WHAT THE TASK ASKS: Reproduce every line in the listing that contains the word "point".

EXERCISE INPUT:
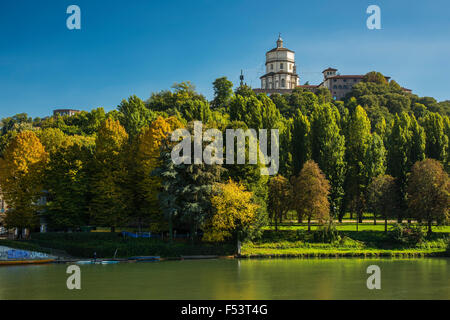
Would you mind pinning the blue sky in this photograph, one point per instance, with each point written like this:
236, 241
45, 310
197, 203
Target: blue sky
138, 47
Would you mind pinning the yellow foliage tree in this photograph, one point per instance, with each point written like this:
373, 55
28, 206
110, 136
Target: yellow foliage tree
234, 211
21, 173
109, 188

PROBLEM SOLUTION:
Would you mind pinning the blue sky in this photograph, one point per instance, with each point written like this:
Would you mind pinning the yellow foliage tree in this photograph, one point per instance, with each point written like this:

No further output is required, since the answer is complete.